* [Consignes de travail]:
a - D'après le texte, comment s'appelle le premier poème que Kae Tempest dit sur scène ?
b - Rassemble toutes les lignes des enregistrements qui contiennent le mot « member ».

* [Texte]:
KAE TEMPEST, « THE LINE IS A CURVE » : LA COUR D’HONNEUR TOUJOURS DEBOUT MÊME APRES NOUS

kae fest 2022

76e FESTIVAL D’AVIGNON, CLÔTURE : « The line is a curve » – Kae Tempest – Cour d’honneur du Palais des papes, le 26 juillet à 22h.

« Fais tout sortir de toi / Laisse-toi surprendre / J’étais à une fête, affrontant surtout des yeux » déclare Kae et figurez vous que c’est ce qu’iel fait, devant nos yeux écarquillés, tout sortir pour nous sortir les yeux de la tête, hors des sentiers affrontés et battus. Lorsque Kae Tempest, prolifique artiste britannique, poète dans une veine hip-hop tout à fait 21ème siècle, fait son entrée sur la prestigieuse Cour d’Honneur du Palais des Papes, iel se montre bien plus prestigieu-se que la scène : la salve d’applaudissements qui l’accueille agrandit un espace aux dimensions déjà bien colossales et qui pas une seule fois ne viendra écraser sa silhouette. Kae s’avance jusqu’au-devant de la scène mais n’aura pas besoin d’être parfaitement au milieu pour la remplir de sa présence ; voguant régulièrement en bord de scène, iel laisse à son ombre le soin d’étaler au reste du sol sa lumière. Après un bref discours improvisé, introduction à ce qui va se jouer et à travers lequel Kae « feel our energy », un premier poème est scandé : « Les nouveaux anciens ». Le public, agrafé aux sous-titres, est rapidement enchanté par la beauté toute simple de la langue, qui s’attaque aux dieux, au sublime et à nos quêtes de sens avec un prosaïsme si bien rythmé qu’il transcende les mots de la tribu sans pour autant en changer, avec intelligence et modernité. Morceau de sublime auquel nous avons eu le privilège d’assister : « les dieux font des pauses clope là-derrière […] les dieux sont chez le médecin ils ont besoin d’un petit truc contre le stress […] les dieux n’en peuvent plus de toujours donner plus pour moins […] les dieux sont en classe / les pauvres, ils n’ont aucune chance / ils essayent de dire la vérité / mais la vérité est dure à dire / les dieux sont nés, ils vivent un temps / et puis ils vont mourir. »

* [Enregistrements fournis]:
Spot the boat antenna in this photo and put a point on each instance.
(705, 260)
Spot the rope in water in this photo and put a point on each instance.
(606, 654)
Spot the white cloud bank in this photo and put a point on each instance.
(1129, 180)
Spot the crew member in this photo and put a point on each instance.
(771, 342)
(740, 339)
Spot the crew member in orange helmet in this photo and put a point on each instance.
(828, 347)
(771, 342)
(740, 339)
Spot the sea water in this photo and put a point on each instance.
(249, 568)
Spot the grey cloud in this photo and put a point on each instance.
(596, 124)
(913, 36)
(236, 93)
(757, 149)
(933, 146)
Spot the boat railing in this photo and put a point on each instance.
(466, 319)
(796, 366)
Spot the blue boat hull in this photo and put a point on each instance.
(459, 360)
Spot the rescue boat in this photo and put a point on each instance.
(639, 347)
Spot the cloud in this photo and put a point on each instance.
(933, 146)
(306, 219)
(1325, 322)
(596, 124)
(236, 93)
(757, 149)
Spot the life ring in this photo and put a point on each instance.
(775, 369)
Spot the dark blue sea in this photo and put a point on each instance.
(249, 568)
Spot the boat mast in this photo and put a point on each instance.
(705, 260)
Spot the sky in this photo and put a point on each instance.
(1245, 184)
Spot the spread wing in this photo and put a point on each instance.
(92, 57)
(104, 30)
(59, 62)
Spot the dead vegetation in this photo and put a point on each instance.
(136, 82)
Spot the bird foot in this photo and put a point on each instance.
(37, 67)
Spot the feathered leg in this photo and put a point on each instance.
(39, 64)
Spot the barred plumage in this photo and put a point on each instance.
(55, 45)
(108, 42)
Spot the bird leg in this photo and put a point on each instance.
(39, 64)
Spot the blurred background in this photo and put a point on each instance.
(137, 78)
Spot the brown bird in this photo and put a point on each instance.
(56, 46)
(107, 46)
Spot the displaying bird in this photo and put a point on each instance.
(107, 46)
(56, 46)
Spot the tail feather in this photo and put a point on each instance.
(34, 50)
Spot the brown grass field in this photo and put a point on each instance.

* [Réponses par tâche]:
a - « Les nouveaux anciens »

b -
Spot the crew member in this photo and put a point on each instance.
Spot the crew member in orange helmet in this photo and put a point on each instance.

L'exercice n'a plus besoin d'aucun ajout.